Wednesday, 1 April 2015

Carol and the community of TUSC – Transport for Ugandan Sick Children

An article to raise awareness of a fantastic charity which deserves the publicity. TUSC is a small charity working at a community level in Uganda to provide transport to those who essentially need it . It is on further reading about the charity that it can be realised that the focus is not just transport, not at all, but helping people move forward - not only from illness and injury, but also away from a lack of self-belief and towards a much brighter outlook. It is in contributing to a local charity which is how this brightness can continue outwards and inspire. Thank you.

Carol with children and 'Billy Bus'
In her  day job, Carol Mitchell is a nurse,  continuing care for the ill and infirm across Lancashire. Yet it seems that her generosity is not only within local limits. A  keen traveller, Carol   has paid a number of visits to the Jinja region of Uganda, Africa – where, as a mother of three children herself, she was deeply moved by the plight of sick children and their despairing families.  Uganda is the second-most densely populated landlocked country in the Africa, and has faced a number of humanitarian crises in recent years including civil war, resulting in wide-spread poverty.

+-------+

ACTIVITY LIST =
1. According to the TUSC article, what is Carol Mitchell's day job?
2. Copy the TUSC article word for word from "Carol with children" up to and including "in wide-spread poverty.".
3. List every geographic place named in the TUSC article.
The material has no connection to the TUSC article.

+-------+

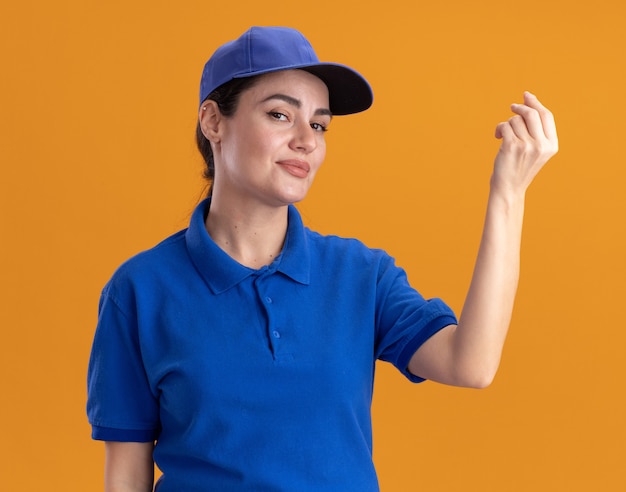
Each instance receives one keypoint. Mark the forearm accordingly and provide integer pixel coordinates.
(469, 354)
(479, 338)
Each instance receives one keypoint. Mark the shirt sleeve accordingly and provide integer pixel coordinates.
(405, 319)
(120, 403)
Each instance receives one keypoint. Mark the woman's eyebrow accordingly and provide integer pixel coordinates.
(296, 103)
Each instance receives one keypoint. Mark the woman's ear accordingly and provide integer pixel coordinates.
(210, 118)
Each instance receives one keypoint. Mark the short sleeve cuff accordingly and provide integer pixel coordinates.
(122, 435)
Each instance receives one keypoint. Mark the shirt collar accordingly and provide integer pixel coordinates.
(221, 272)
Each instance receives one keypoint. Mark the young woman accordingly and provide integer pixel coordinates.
(239, 353)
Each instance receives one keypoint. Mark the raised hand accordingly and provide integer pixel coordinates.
(529, 139)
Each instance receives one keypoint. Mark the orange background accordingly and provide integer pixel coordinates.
(97, 117)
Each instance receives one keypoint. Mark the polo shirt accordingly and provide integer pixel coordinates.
(247, 379)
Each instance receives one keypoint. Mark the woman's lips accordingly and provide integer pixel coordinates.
(296, 167)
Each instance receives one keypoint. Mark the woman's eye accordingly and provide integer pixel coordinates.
(277, 116)
(319, 127)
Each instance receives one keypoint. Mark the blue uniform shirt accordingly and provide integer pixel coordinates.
(250, 379)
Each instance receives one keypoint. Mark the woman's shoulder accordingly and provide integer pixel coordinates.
(147, 264)
(344, 247)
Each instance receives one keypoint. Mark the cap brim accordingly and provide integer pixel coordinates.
(348, 90)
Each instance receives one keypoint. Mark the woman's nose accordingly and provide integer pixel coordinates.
(304, 138)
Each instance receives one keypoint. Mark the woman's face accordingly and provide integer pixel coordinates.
(270, 149)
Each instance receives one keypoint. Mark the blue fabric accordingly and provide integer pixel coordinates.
(253, 379)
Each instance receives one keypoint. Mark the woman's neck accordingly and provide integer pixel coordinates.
(253, 236)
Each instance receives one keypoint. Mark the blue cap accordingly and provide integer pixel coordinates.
(262, 50)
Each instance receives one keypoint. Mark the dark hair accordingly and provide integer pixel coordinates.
(227, 97)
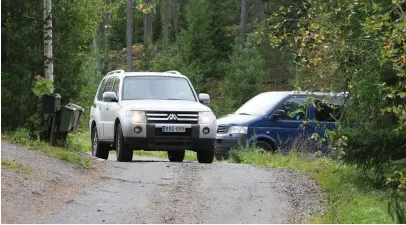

+-------+

SOLUTIONS BY TASK =
1. She is a nurse.

2.
Carol with children and 'Billy Bus'
In her  day job, Carol Mitchell is a nurse,  continuing care for the ill and infirm across Lancashire. Yet it seems that her generosity is not only within local limits. A  keen traveller, Carol   has paid a number of visits to the Jinja region of Uganda, Africa – where, as a mother of three children herself, she was deeply moved by the plight of sick children and their despairing families.  Uganda is the second-most densely populated landlocked country in the Africa, and has faced a number of humanitarian crises in recent years including civil war, resulting in wide-spread poverty.

3. Uganda, Lancashire, the Jinja region, Africa